··· Information supplied ···

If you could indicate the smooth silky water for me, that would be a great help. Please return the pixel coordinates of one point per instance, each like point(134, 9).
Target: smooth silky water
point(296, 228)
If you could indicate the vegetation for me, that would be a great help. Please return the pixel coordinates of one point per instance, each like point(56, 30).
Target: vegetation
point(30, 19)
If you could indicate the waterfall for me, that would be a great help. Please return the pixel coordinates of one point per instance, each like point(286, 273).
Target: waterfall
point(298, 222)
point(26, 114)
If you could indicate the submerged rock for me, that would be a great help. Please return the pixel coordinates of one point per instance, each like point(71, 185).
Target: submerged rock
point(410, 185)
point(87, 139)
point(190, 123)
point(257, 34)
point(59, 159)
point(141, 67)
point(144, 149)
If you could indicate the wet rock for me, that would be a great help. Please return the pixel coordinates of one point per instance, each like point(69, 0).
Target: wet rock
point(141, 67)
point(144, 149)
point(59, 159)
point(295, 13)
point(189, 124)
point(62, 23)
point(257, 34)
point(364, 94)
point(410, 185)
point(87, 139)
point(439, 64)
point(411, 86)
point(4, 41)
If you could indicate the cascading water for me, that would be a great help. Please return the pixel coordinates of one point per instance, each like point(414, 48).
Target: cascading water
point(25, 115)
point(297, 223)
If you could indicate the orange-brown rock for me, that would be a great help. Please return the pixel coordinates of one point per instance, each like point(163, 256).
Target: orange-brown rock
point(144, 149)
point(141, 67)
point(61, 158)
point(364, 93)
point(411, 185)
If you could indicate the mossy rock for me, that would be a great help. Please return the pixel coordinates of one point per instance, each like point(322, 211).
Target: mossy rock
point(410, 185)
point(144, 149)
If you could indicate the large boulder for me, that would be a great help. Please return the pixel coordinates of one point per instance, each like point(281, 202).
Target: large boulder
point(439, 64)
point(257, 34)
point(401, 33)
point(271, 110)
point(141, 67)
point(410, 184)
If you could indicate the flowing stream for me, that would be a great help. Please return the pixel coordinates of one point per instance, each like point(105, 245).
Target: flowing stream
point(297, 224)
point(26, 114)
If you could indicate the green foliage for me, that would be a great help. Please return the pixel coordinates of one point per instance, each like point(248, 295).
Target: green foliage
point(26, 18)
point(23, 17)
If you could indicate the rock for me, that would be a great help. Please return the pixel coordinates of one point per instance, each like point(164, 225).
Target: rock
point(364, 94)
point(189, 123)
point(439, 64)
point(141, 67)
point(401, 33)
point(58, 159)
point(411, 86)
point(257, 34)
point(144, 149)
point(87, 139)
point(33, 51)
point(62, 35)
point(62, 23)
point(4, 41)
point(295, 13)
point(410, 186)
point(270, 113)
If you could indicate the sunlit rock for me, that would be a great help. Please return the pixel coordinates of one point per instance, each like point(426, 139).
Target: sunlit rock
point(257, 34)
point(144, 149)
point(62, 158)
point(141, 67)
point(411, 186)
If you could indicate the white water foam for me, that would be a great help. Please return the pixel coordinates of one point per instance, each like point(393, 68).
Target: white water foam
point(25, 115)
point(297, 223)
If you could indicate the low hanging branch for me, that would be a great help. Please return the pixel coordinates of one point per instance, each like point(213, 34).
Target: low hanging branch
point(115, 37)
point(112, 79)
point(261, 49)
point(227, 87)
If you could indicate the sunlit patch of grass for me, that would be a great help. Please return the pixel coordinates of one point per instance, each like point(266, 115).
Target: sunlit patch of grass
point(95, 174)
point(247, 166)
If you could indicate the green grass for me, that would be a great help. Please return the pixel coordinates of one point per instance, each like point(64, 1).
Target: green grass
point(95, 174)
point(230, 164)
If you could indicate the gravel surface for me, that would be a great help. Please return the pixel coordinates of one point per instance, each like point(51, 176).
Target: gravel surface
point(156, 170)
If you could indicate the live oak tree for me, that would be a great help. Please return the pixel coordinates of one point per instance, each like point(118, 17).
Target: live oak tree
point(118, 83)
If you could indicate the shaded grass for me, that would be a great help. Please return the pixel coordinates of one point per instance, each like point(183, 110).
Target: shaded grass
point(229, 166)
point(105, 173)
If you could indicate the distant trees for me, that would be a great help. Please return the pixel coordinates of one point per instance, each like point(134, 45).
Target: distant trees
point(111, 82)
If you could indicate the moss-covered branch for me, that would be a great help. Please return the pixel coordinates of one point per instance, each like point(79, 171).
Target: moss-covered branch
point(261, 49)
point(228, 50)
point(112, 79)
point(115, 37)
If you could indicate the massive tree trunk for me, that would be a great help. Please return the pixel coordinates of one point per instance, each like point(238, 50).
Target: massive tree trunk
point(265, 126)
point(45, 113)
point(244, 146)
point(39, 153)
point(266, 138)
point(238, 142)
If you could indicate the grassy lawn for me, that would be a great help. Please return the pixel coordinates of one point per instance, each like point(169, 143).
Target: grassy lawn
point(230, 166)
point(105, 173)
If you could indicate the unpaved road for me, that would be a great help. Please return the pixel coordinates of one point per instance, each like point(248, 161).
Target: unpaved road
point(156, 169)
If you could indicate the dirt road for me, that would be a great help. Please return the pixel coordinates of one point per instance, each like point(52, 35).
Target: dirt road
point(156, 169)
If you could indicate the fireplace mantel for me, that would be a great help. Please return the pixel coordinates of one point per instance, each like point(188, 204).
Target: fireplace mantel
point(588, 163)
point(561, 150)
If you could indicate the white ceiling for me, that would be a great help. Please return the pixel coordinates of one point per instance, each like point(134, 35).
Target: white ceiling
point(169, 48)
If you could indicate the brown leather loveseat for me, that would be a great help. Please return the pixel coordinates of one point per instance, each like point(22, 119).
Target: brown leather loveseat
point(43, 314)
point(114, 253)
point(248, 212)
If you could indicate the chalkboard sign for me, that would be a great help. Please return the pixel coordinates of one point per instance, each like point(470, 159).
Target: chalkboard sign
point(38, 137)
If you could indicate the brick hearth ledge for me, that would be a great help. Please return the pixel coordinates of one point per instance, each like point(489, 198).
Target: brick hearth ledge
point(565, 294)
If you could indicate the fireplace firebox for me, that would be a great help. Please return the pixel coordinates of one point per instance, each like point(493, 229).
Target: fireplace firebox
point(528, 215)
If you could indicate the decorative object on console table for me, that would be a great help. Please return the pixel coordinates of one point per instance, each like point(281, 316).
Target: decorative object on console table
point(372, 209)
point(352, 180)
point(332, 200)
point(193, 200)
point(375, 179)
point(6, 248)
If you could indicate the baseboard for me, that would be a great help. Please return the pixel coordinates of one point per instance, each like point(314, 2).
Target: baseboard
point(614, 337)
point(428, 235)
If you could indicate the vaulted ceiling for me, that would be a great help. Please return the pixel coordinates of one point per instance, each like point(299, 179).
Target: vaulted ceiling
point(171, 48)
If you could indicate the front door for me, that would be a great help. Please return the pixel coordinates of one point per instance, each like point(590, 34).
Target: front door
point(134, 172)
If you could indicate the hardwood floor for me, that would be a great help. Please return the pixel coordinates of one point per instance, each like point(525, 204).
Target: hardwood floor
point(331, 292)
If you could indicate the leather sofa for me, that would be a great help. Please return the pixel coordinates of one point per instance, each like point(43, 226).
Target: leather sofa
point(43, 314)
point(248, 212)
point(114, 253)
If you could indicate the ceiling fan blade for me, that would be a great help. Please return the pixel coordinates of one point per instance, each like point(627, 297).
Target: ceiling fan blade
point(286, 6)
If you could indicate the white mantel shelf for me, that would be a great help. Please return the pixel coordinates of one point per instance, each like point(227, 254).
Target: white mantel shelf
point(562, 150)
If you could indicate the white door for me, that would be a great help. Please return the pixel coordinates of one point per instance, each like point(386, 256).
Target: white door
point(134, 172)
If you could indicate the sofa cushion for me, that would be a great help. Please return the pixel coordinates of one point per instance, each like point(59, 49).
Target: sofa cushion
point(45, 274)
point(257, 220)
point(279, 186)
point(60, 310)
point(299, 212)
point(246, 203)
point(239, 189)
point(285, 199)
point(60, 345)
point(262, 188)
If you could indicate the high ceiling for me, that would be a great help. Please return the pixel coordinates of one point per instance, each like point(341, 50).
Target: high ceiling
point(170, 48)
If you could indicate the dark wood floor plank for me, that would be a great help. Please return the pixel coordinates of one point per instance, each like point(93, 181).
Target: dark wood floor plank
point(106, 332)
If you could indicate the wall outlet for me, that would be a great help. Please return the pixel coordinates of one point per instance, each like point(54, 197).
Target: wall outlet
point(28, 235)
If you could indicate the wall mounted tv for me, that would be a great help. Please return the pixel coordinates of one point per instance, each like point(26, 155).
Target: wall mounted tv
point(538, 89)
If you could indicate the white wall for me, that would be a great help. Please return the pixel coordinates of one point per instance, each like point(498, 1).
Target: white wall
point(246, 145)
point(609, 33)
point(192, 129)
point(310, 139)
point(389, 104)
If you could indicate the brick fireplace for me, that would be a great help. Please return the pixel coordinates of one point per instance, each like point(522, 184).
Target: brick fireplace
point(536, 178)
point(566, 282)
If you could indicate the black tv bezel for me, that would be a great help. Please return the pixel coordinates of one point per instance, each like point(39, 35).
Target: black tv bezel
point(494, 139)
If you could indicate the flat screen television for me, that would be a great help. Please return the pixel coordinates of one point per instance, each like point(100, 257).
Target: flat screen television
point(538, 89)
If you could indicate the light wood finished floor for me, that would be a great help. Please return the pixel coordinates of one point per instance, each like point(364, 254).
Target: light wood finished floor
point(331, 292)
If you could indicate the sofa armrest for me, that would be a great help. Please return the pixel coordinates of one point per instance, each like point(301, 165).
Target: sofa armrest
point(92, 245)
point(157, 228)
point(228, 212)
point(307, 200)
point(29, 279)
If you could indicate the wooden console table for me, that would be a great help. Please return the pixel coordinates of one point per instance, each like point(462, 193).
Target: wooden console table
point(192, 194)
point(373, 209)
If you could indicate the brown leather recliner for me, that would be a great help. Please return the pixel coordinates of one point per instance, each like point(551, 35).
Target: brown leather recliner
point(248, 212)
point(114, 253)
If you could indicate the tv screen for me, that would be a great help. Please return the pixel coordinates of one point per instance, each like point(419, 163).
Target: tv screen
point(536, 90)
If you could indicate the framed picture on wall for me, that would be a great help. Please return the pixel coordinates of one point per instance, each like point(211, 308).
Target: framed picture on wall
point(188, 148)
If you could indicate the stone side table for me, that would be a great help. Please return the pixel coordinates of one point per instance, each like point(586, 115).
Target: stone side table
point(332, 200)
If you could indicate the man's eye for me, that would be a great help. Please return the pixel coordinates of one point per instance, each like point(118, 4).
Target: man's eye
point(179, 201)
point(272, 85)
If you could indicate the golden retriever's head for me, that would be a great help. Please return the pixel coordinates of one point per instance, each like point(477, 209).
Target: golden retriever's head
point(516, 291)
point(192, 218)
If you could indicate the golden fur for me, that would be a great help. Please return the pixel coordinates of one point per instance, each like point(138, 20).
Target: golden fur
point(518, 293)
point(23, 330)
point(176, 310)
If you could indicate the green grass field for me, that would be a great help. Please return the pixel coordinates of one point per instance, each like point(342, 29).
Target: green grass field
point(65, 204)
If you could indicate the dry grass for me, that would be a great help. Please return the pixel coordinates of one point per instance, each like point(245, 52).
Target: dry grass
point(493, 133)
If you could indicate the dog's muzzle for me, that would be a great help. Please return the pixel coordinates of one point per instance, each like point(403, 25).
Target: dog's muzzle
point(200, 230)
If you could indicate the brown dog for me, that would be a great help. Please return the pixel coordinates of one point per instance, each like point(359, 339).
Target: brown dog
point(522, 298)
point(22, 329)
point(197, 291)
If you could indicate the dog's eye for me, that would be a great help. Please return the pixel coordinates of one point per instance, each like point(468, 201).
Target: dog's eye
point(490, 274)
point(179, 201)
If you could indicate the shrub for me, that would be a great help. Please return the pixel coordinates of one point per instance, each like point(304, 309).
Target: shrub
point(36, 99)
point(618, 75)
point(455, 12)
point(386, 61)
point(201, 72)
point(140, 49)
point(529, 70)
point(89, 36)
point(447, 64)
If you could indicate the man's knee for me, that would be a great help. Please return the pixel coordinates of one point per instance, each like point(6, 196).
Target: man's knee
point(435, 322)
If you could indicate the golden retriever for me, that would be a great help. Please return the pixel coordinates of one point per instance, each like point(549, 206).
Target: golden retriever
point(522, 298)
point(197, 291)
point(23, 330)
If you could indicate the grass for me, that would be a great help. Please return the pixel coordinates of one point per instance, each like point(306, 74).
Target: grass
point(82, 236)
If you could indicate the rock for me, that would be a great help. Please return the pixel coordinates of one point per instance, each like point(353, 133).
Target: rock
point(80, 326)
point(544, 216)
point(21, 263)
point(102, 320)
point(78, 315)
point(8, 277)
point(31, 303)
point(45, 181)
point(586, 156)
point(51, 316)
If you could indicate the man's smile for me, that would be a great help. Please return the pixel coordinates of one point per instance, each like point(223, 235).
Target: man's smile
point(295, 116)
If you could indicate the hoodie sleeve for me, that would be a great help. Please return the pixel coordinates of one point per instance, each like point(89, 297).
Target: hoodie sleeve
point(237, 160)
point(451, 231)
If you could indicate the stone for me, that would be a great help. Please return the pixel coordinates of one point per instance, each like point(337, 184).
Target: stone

···

• **Work request**
Nothing but the lines from the one holding "If you could indicate the shrub" through the last line of the data may be output, and each must match exactly.

• **Exercise response**
If you could indicate the shrub for me, that would be a great help. Please return the pixel coordinates of one point per instance, each like point(304, 309).
Target: shrub
point(36, 99)
point(618, 75)
point(455, 12)
point(386, 61)
point(201, 72)
point(140, 49)
point(529, 70)
point(89, 36)
point(447, 64)
If you could indicate the man's knee for me, that would be a great help. Please return the pixel coordinates of one point per instance, each like point(6, 196).
Target: man's knee
point(435, 322)
If you could indicate the golden retriever for me, that would be a great help. Please return the pixel coordinates of one point per instance, each like point(549, 206).
Target: golden retriever
point(522, 298)
point(197, 291)
point(23, 330)
If you could indicate the grass for me, that would be a great help. Please return the pixel coordinates of one point per instance, each like point(306, 74).
Target: grass
point(82, 236)
If you could indicate the rock for me, that would be a great help. Please return the pixel coordinates of one point per instance, each like point(353, 133).
Target: rock
point(80, 326)
point(544, 216)
point(21, 263)
point(102, 320)
point(78, 315)
point(8, 277)
point(31, 303)
point(45, 181)
point(586, 156)
point(51, 316)
If you could indicate the man's smile for me, that would be a great help. Please return the pixel coordinates of one point per instance, each like point(223, 235).
Target: man's smile
point(295, 116)
If you could indicate the hoodie sleeve for me, that would be a great help. Please return the pixel coordinates of one point per instance, each like point(89, 297).
Target: hoodie sleeve
point(237, 160)
point(451, 231)
If you could indicate the stone for me, that would be a great help. Please return the pixel coordinates of one point per instance, each like point(337, 184).
Target: stone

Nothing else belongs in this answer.